Aim of the exercise: Copy out every line of the items below word for word, leaving out the pictures.

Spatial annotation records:
>> BEGIN
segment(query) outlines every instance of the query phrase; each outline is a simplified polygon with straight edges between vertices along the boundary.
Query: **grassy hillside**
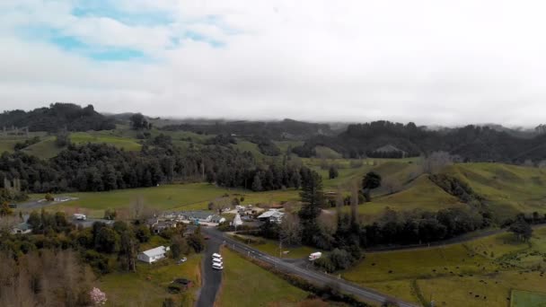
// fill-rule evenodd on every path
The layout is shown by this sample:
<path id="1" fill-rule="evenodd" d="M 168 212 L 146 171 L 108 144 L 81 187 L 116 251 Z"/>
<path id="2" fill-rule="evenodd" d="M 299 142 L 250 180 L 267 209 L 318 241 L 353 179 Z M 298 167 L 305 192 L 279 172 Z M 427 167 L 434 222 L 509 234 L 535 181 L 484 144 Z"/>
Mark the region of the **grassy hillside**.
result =
<path id="1" fill-rule="evenodd" d="M 172 298 L 181 306 L 191 306 L 201 285 L 202 255 L 192 255 L 176 265 L 166 259 L 152 265 L 138 263 L 136 273 L 112 273 L 101 277 L 99 288 L 106 293 L 106 306 L 161 306 Z M 187 278 L 195 286 L 180 294 L 170 294 L 167 287 L 175 278 Z"/>
<path id="2" fill-rule="evenodd" d="M 0 154 L 4 152 L 13 152 L 13 146 L 15 146 L 17 142 L 17 140 L 13 139 L 0 139 Z"/>
<path id="3" fill-rule="evenodd" d="M 48 136 L 42 138 L 42 141 L 24 148 L 22 152 L 40 159 L 49 159 L 57 155 L 62 150 L 63 148 L 55 145 L 55 136 Z"/>
<path id="4" fill-rule="evenodd" d="M 430 249 L 367 253 L 340 272 L 355 283 L 420 303 L 507 306 L 513 289 L 546 292 L 546 227 L 529 244 L 511 233 Z M 478 295 L 478 296 L 477 296 Z"/>
<path id="5" fill-rule="evenodd" d="M 139 151 L 142 145 L 136 139 L 119 136 L 114 131 L 75 132 L 70 134 L 70 141 L 76 145 L 87 143 L 106 143 L 127 151 Z"/>
<path id="6" fill-rule="evenodd" d="M 501 218 L 546 213 L 546 170 L 501 163 L 455 164 L 445 170 L 484 197 Z"/>
<path id="7" fill-rule="evenodd" d="M 297 306 L 308 294 L 227 249 L 218 306 Z"/>
<path id="8" fill-rule="evenodd" d="M 80 208 L 89 210 L 92 216 L 101 217 L 105 209 L 128 207 L 142 199 L 149 207 L 157 210 L 204 210 L 207 204 L 229 191 L 206 183 L 164 185 L 154 188 L 119 189 L 109 192 L 65 193 L 79 199 L 50 207 L 54 209 Z M 32 195 L 31 197 L 43 197 Z"/>

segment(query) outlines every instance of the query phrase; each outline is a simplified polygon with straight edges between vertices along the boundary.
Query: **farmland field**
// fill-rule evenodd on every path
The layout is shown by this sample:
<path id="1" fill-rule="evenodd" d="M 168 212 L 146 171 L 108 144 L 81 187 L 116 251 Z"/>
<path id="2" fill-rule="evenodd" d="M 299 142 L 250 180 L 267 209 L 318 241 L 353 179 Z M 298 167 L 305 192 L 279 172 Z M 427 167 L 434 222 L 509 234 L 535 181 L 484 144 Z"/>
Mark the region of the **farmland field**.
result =
<path id="1" fill-rule="evenodd" d="M 308 295 L 233 251 L 222 250 L 224 281 L 218 306 L 297 306 Z"/>
<path id="2" fill-rule="evenodd" d="M 506 306 L 513 289 L 546 292 L 544 256 L 546 227 L 538 227 L 529 244 L 503 232 L 445 247 L 367 253 L 340 273 L 410 302 Z"/>
<path id="3" fill-rule="evenodd" d="M 24 148 L 22 152 L 40 159 L 49 159 L 57 155 L 62 150 L 63 148 L 55 145 L 55 136 L 48 136 L 42 138 L 40 142 Z"/>
<path id="4" fill-rule="evenodd" d="M 500 163 L 454 164 L 445 170 L 484 197 L 495 213 L 546 213 L 546 170 Z"/>
<path id="5" fill-rule="evenodd" d="M 101 217 L 105 209 L 128 207 L 132 202 L 143 203 L 157 210 L 205 210 L 208 201 L 222 197 L 229 190 L 207 183 L 163 185 L 154 188 L 119 189 L 109 192 L 65 193 L 79 199 L 56 205 L 51 209 L 86 208 L 91 215 Z M 32 195 L 31 197 L 43 197 Z"/>
<path id="6" fill-rule="evenodd" d="M 176 265 L 165 259 L 152 265 L 138 263 L 136 273 L 112 273 L 99 280 L 98 287 L 106 293 L 106 306 L 161 306 L 164 299 L 172 298 L 179 305 L 191 306 L 201 285 L 201 254 L 188 257 L 188 261 Z M 171 294 L 167 286 L 175 278 L 187 278 L 194 287 L 180 294 Z"/>
<path id="7" fill-rule="evenodd" d="M 105 143 L 127 151 L 139 151 L 142 147 L 136 139 L 115 136 L 113 131 L 75 132 L 70 134 L 70 141 L 76 145 Z"/>
<path id="8" fill-rule="evenodd" d="M 251 235 L 236 235 L 234 239 L 241 241 L 242 242 L 247 243 L 254 249 L 278 258 L 286 259 L 306 259 L 312 252 L 318 251 L 314 248 L 308 246 L 299 247 L 283 247 L 282 253 L 280 253 L 278 241 L 264 239 L 260 237 L 254 237 Z M 250 239 L 249 241 L 245 239 Z"/>
<path id="9" fill-rule="evenodd" d="M 546 293 L 512 290 L 512 307 L 546 306 Z"/>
>> END
The result:
segment(query) outlines every instance of the query phrase; each outline is a simplified polygon with straight edges between vertices along the boundary.
Query: **grassy hillside**
// fill-rule evenodd on every path
The layout is shown by this sample:
<path id="1" fill-rule="evenodd" d="M 168 212 L 146 171 L 108 144 L 81 187 L 116 251 Z"/>
<path id="2" fill-rule="evenodd" d="M 299 142 L 250 180 L 267 209 L 318 241 L 353 179 Z M 298 167 L 305 192 L 279 172 Z M 427 167 L 434 222 L 509 234 L 535 181 L 484 144 Z"/>
Mark the region of the **grassy hillside**.
result =
<path id="1" fill-rule="evenodd" d="M 172 298 L 181 306 L 191 306 L 201 285 L 202 255 L 192 255 L 176 265 L 166 259 L 152 265 L 138 263 L 136 273 L 112 273 L 101 277 L 99 288 L 106 293 L 106 306 L 161 306 Z M 187 278 L 195 286 L 180 294 L 170 294 L 167 287 L 175 278 Z"/>
<path id="2" fill-rule="evenodd" d="M 0 154 L 4 152 L 13 152 L 13 146 L 15 146 L 17 142 L 17 140 L 13 139 L 0 139 Z"/>
<path id="3" fill-rule="evenodd" d="M 48 136 L 42 138 L 42 141 L 24 148 L 22 152 L 40 159 L 49 159 L 57 155 L 62 150 L 63 148 L 55 145 L 55 136 Z"/>
<path id="4" fill-rule="evenodd" d="M 430 249 L 367 253 L 340 272 L 355 283 L 420 303 L 507 306 L 513 289 L 546 292 L 546 227 L 529 244 L 511 233 Z M 478 295 L 478 296 L 477 296 Z"/>
<path id="5" fill-rule="evenodd" d="M 139 151 L 142 145 L 136 139 L 119 136 L 114 131 L 75 132 L 70 134 L 70 141 L 76 145 L 87 143 L 106 143 L 127 151 Z"/>
<path id="6" fill-rule="evenodd" d="M 501 218 L 546 213 L 546 170 L 501 163 L 455 164 L 445 170 L 484 197 Z"/>
<path id="7" fill-rule="evenodd" d="M 297 306 L 308 294 L 227 249 L 218 306 Z"/>
<path id="8" fill-rule="evenodd" d="M 80 208 L 89 210 L 92 216 L 101 217 L 105 209 L 128 207 L 142 199 L 149 207 L 157 210 L 204 210 L 207 204 L 229 191 L 206 183 L 164 185 L 154 188 L 119 189 L 109 192 L 65 193 L 79 199 L 50 207 L 54 209 Z M 32 195 L 31 197 L 43 197 Z"/>

segment(query) outlines every instance of the query phrase; each outline is a simplified polygon with straight edges between vertices along the boundary.
Query: **farmland field**
// fill-rule evenodd on every path
The layout is shown by this sample:
<path id="1" fill-rule="evenodd" d="M 168 212 L 146 171 L 108 144 L 81 187 L 116 251 Z"/>
<path id="2" fill-rule="evenodd" d="M 299 142 L 250 180 L 267 209 L 318 241 L 353 179 Z M 298 167 L 305 192 L 279 172 Z M 427 167 L 434 222 L 509 234 L 535 181 L 484 144 Z"/>
Mark the region of the **farmland field**.
result =
<path id="1" fill-rule="evenodd" d="M 308 295 L 233 251 L 222 250 L 224 281 L 218 306 L 297 306 Z"/>
<path id="2" fill-rule="evenodd" d="M 506 306 L 513 289 L 546 292 L 544 256 L 546 227 L 538 227 L 529 244 L 503 232 L 445 247 L 367 253 L 340 273 L 410 302 Z"/>
<path id="3" fill-rule="evenodd" d="M 24 148 L 22 152 L 40 159 L 49 159 L 57 155 L 62 150 L 63 148 L 55 145 L 55 136 L 48 136 L 42 138 L 40 142 Z"/>
<path id="4" fill-rule="evenodd" d="M 500 163 L 454 164 L 445 170 L 484 197 L 495 213 L 546 213 L 546 170 Z"/>
<path id="5" fill-rule="evenodd" d="M 101 217 L 105 209 L 128 207 L 132 202 L 143 203 L 157 210 L 205 210 L 208 201 L 222 197 L 229 190 L 207 183 L 163 185 L 154 188 L 119 189 L 109 192 L 65 193 L 79 199 L 56 205 L 51 209 L 86 208 L 91 215 Z M 32 195 L 31 197 L 43 197 Z"/>
<path id="6" fill-rule="evenodd" d="M 176 265 L 165 259 L 152 265 L 138 263 L 136 273 L 112 273 L 99 280 L 98 287 L 106 293 L 106 306 L 161 306 L 164 299 L 172 298 L 179 305 L 191 306 L 201 285 L 201 254 L 188 257 L 188 261 Z M 171 294 L 167 286 L 175 278 L 187 278 L 194 287 L 180 294 Z"/>
<path id="7" fill-rule="evenodd" d="M 105 143 L 127 151 L 139 151 L 142 147 L 136 139 L 115 136 L 113 131 L 75 132 L 70 134 L 70 141 L 76 145 Z"/>
<path id="8" fill-rule="evenodd" d="M 251 235 L 236 235 L 234 239 L 241 241 L 242 242 L 247 243 L 254 249 L 278 258 L 286 259 L 306 259 L 312 252 L 318 251 L 314 248 L 308 246 L 299 247 L 283 247 L 282 253 L 280 253 L 278 241 L 264 239 L 260 237 L 254 237 Z M 250 239 L 249 241 L 245 239 Z"/>
<path id="9" fill-rule="evenodd" d="M 546 293 L 512 290 L 512 307 L 546 306 Z"/>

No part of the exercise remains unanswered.